**Selected excerpt:**
<<<<
The night you met Marcus, you wore that horrible gold lamé zip-up shirt from C.U.M. Clubwear (that store still exists by the way, and I’m still unsure whether the name is a sexual innuendo or not). You and Christian, one of your best friends, were at this new gay club in the corner of Sveavägen and Tegnérgatan. The place was not what you would call packed, but it wasn’t that late and it might yet pick up. You had had your first beer when you went back to the coat check for something. As you got there, there was a really, really hot guy in line in front of you. In your head he was way-out-of-your-league-hot, but he looked at you, said hi and you both smiled. You felt a jolt of so many emotions, but before you had time to react he had gotten his coat and left with a last smile for you. That was one of those small, but very significant moments in your life. You thought “the worst thing he can do is say no” and ran out after him. It was a double win: you dared to ask him out, and you got his phone number. You could tell it like this, as a story of overcoming your fears. Instead you choose to focus on how much it sucks that you two never became an item, and tell a story where someone else’s preferences become your personal failure. If this is the story you tell yourself and others, you can’t expect them to see something else.
>>>>
**Data supplied:**
<<<<
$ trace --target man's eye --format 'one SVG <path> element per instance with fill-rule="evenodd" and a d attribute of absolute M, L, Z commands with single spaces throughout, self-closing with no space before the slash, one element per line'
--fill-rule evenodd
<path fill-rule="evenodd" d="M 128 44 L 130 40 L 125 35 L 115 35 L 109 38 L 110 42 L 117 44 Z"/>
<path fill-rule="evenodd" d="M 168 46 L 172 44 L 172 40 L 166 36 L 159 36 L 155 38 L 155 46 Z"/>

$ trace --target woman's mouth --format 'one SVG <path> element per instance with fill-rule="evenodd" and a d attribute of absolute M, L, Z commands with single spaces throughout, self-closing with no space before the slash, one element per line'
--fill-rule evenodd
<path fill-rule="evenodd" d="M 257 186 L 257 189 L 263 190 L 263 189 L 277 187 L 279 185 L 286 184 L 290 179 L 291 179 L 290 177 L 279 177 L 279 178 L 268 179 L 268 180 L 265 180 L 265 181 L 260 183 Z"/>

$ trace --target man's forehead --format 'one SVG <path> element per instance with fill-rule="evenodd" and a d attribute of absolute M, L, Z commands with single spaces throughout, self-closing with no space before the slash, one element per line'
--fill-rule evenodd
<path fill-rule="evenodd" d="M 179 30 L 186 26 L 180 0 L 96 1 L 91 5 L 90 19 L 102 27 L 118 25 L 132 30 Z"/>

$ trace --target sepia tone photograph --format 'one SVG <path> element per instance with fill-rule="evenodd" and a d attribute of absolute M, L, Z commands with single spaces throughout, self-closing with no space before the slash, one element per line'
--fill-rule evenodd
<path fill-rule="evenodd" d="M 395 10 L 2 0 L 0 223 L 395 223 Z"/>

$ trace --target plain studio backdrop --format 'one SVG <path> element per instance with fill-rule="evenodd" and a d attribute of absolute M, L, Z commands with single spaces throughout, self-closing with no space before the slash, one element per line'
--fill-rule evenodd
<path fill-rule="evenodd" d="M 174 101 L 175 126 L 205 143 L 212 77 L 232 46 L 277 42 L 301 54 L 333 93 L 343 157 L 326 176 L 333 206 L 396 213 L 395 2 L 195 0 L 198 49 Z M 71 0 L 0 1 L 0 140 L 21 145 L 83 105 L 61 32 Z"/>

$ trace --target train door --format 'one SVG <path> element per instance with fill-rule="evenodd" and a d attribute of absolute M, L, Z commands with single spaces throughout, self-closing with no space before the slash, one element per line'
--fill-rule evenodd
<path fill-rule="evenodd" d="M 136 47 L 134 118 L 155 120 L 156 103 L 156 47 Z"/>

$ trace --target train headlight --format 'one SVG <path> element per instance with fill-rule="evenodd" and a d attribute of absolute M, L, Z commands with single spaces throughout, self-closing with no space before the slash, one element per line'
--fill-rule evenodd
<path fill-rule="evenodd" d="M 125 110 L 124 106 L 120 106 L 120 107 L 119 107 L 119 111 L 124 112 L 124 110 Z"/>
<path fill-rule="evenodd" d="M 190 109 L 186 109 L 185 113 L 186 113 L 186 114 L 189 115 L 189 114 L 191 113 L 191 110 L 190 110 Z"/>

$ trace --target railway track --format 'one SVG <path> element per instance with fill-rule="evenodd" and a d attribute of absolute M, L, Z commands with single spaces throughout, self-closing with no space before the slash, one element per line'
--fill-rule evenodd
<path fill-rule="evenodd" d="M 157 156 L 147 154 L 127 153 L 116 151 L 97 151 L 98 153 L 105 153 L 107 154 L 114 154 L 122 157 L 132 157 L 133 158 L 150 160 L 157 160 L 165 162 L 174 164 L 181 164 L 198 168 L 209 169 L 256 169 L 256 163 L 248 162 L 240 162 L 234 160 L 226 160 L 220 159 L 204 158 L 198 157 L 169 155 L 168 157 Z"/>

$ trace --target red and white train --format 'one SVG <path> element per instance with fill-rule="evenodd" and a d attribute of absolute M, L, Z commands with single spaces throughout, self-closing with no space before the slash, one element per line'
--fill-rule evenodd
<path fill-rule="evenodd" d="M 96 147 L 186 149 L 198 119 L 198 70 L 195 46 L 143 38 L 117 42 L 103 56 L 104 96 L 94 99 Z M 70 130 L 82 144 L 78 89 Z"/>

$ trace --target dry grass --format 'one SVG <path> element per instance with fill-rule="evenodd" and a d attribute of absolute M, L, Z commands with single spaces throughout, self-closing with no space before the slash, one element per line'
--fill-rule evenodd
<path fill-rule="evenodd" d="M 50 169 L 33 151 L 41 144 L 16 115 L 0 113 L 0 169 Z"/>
>>>>
**Task list:**
A: In the passage about meeting Marcus, where was the new gay club located?
B: Condense the paragraph beginning "The night you met Marcus" from the passage about meeting Marcus into a shorter version that keeps its main facts.

**Final results:**
A: It was at the corner of Sveavägen and Tegnérgatan.

B: The night you met Marcus, you wore a gold lamé zip-up shirt from C.U.M. Clubwear and went with your friend Christian to a new gay club at Sveavägen and Tegnérgatan. After your first beer, you went back to the coat check, where a very attractive man ahead of you in line said hi and smiled before leaving. In a significant moment, you thought "the worst thing he can do is say no," ran after him, asked him out, and got his phone number. That could be told as a story of overcoming your fears. Instead you focus on the fact that you never became a couple, turning someone else's preferences into your personal failure. If that is the story you tell, you can't expect others to see something else.